→ **Em que consiste**
Cite literalmente o trecho do texto sobre a Revista Espírita que se inicia com as palavras "No ensaio sobre" e se encerra com "sobre os anjos caídos.".

A Revista Espírita,
que foi publicada por Allan Kardec a partir de janeiro de 1858
até a sua desencarnação em 1869, completou
em 2011 os 154 anos de sua primeira edição. Ela
é conhecida pelos estudiosos espiritistas como sendo o
laboratório onde o sistematizador do espiritismo propôs
questões, testou hipóteses e analisou teorias utilizando-se
do instrumento de pesquisa por excelência da doutrina espírita:
a mediunidade. O número de janeiro de 1862 traz um ensaio
de Kardec que mais tarde seria incorporado ao conteúdo
geral de A Gênese, quinta obra do pentateuco kardequiano,
publicada em 1868. Sob o sugestivo título de Ensaio sobre
a interpretação da doutrina dos anjos decaídos,
o professor Rivail discorre de forma brilhante sobre as consequências
objetivas da pluralidade dos mundos habitados na fundamentação
cultural da teoria dos anjos caídos.
No ensaio sobre esta suposta categoria espiritual de seres, Allan
Kardec expõe o tema com o seu proverbial bom senso. Posteriormente,
coloca-o em aberto, juntamente com outros quatro tópicos,
para que sejam analisados pelos diferentes grupos espíritas
da época. No mês de abril de 1862, a Revista
Espírita publicou diversas comunicações
obtidas por via mediúnica sobre a teoria proposta por Kardec.
Todas foram unânimes em confirmar a correção
dos princípios deduzidos por ele. Uma, porém, chama
a atenção pelo nome que assina um dos comentários
à hipótese kardequiana sobre os anjos caídos.
Trata-se de ninguém menos que John Milton, que através
da mediunidade da senhora Bouillant, comenta o assunto que em
vida física lhe foi tão caro. Na história
da literatura, Milton é o consagrado autor de Paraíso
perdido, um dos épicos maiores da história literária
do Ocidente.
O Homero da cristandade
Os poemas épicos são narrativas extensas em verso,
que relatam acontecimentos quase sempre lendários entrelaçados
a eventos históricos célebres. Os mais famosos são
de autoria de Homero, datando dos séculos 8 a 10 a.C. Consideradas
as fundadoras da literatura ocidental, a Ilíada
e a Odisseia tratam dos episódios envolvendo
a guerra de Troia e os fatos que lhe sucederam, como o retorno
de Odisseu, ou Ulisses, para o reino de Ítaca. Ao longo
de uma década, diversas peripécias que envolvem
homens e deuses constituem um campo de estudo riquíssimo
para a análise do processo mediúnico e do conhecimento
espírita presente nas obras literárias clássicas.

→ **Dados fornecidos**
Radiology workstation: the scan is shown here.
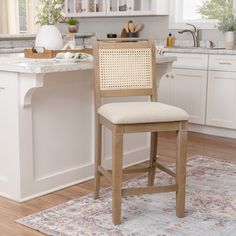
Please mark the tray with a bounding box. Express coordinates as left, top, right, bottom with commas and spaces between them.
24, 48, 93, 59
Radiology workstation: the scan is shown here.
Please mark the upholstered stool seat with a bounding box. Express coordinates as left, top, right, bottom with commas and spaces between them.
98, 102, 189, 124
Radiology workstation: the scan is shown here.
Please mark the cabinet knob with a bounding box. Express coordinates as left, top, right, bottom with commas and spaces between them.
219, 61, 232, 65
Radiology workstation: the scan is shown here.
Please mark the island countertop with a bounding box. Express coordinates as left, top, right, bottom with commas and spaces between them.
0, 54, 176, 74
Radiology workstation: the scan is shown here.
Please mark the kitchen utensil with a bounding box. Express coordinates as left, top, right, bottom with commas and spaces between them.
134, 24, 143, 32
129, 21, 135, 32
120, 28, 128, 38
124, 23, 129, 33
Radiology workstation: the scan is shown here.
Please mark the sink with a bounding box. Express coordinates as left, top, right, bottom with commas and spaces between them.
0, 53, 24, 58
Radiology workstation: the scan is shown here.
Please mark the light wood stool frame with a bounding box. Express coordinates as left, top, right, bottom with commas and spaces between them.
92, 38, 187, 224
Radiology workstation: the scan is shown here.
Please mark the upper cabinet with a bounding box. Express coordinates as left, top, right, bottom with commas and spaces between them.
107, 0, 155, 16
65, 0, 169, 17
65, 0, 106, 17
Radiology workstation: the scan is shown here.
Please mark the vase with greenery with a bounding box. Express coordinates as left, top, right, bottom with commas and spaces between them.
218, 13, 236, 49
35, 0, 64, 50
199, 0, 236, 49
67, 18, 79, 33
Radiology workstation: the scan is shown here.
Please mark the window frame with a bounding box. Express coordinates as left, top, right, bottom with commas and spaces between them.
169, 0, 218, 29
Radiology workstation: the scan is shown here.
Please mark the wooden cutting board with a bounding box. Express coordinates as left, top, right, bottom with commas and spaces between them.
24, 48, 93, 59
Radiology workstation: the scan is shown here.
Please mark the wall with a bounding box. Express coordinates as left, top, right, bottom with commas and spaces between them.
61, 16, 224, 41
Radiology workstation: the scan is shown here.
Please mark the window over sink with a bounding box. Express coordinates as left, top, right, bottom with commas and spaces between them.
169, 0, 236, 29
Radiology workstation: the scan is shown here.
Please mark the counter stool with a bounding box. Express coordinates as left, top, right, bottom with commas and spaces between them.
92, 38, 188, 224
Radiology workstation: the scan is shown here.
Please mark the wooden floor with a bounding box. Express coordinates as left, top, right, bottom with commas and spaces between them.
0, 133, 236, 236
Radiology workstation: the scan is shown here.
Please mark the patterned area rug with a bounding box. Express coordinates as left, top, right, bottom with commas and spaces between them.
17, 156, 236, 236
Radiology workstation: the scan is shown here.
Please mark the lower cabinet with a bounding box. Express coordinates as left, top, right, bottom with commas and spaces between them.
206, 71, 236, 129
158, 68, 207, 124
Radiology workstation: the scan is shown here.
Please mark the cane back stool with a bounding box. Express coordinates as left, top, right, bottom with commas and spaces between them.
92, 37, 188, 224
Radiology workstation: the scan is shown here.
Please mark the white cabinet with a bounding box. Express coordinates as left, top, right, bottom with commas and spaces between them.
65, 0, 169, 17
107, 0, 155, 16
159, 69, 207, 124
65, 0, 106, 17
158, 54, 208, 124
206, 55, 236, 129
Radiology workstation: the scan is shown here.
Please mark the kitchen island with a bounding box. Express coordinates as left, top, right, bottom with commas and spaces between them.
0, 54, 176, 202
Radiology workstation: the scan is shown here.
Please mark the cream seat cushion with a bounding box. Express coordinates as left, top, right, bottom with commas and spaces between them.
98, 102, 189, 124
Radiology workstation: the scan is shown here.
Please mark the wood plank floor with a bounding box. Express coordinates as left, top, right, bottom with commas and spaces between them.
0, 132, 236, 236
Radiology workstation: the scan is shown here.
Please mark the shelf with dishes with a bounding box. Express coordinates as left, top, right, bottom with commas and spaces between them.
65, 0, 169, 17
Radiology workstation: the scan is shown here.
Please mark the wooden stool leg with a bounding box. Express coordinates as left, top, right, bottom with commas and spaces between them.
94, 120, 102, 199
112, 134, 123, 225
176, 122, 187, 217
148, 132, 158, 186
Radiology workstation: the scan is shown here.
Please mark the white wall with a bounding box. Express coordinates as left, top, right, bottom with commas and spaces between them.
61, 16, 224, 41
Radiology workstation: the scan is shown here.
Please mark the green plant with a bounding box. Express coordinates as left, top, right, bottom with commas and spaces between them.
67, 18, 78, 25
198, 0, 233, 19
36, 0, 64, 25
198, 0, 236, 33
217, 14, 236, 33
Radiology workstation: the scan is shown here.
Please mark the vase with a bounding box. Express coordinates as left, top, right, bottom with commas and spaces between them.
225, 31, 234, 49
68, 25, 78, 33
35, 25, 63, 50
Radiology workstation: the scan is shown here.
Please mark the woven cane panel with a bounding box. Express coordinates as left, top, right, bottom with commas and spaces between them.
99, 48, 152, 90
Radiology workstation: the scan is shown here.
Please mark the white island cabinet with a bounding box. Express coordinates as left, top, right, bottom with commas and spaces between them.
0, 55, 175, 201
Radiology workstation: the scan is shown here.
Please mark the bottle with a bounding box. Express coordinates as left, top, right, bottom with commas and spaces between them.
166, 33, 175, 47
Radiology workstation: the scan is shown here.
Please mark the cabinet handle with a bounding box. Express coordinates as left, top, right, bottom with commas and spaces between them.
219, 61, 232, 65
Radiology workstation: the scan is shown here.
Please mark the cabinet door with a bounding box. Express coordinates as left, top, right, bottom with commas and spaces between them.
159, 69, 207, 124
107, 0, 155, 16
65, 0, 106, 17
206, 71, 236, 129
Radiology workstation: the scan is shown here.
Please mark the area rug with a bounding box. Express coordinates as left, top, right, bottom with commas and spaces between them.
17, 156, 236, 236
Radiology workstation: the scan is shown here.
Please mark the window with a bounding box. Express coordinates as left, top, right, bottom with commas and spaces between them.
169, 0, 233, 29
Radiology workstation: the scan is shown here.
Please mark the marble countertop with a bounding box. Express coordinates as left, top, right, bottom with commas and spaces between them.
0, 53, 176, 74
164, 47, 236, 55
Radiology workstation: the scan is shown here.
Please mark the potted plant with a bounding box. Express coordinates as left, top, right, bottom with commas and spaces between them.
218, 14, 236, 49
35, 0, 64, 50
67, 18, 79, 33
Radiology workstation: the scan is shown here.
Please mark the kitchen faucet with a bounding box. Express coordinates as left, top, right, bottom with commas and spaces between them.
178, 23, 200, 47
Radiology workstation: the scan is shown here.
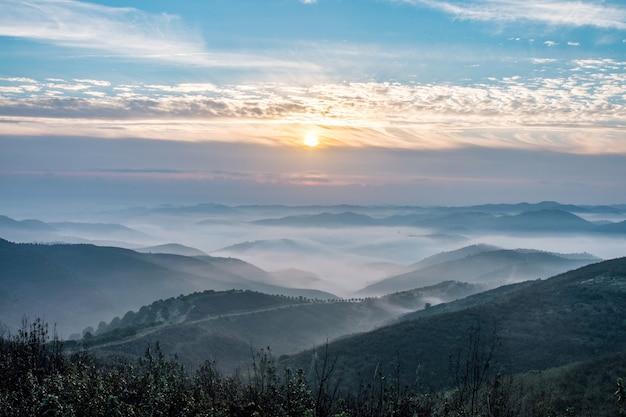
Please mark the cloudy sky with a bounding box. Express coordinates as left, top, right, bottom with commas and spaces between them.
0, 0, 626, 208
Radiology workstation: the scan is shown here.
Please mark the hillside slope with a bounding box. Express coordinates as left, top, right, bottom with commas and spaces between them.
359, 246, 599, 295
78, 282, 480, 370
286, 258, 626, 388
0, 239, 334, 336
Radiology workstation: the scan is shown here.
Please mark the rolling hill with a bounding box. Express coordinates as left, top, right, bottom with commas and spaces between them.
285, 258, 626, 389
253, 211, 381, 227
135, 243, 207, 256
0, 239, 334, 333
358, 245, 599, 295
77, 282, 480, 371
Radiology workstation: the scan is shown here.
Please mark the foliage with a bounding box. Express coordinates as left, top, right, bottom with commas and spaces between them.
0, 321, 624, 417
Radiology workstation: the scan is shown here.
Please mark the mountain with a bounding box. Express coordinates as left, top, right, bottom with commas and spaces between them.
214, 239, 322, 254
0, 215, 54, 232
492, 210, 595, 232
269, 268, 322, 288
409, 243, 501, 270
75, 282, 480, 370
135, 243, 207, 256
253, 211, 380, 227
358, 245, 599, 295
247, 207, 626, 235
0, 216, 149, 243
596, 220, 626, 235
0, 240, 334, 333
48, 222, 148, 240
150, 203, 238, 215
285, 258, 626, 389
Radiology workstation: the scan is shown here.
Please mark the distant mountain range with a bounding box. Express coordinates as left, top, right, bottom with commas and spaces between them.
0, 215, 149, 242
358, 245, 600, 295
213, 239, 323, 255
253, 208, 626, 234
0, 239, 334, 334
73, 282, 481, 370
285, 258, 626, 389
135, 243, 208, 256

==

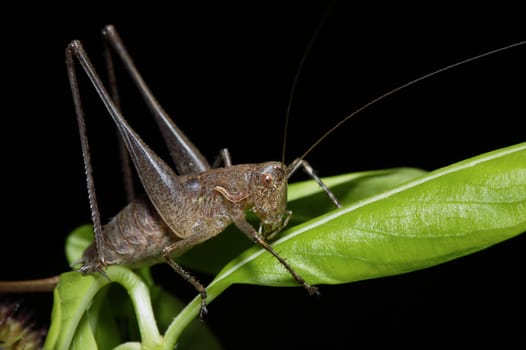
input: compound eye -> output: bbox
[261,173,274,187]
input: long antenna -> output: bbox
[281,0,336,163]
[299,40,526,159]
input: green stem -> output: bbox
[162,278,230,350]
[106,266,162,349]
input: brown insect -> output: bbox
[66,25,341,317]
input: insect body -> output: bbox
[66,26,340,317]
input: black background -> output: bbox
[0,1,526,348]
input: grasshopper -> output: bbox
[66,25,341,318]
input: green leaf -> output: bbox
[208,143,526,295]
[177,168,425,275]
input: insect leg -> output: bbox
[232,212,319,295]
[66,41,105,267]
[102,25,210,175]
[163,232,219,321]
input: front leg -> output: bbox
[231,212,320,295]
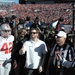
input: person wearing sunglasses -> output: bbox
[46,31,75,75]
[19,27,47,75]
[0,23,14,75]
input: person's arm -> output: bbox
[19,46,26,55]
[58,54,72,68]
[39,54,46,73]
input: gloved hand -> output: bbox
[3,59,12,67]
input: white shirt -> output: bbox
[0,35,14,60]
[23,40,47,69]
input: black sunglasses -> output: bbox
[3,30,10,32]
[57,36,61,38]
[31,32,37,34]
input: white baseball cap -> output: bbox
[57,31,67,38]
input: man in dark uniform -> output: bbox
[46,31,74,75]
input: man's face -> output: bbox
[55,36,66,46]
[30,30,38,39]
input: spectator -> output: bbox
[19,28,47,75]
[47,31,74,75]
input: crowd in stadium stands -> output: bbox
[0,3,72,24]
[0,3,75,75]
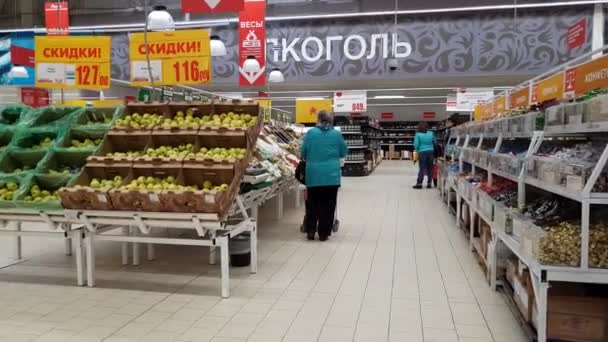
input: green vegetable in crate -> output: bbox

→ **O resultado**
No ensaio sobre esta suposta categoria espiritual de seres, Allan
Kardec expõe o tema com o seu proverbial bom senso. Posteriormente,
coloca-o em aberto, juntamente com outros quatro tópicos,
para que sejam analisados pelos diferentes grupos espíritas
da época. No mês de abril de 1862, a Revista
Espírita publicou diversas comunicações
obtidas por via mediúnica sobre a teoria proposta por Kardec.
Todas foram unânimes em confirmar a correção
dos princípios deduzidos por ele. Uma, porém, chama
a atenção pelo nome que assina um dos comentários
à hipótese kardequiana sobre os anjos caídos.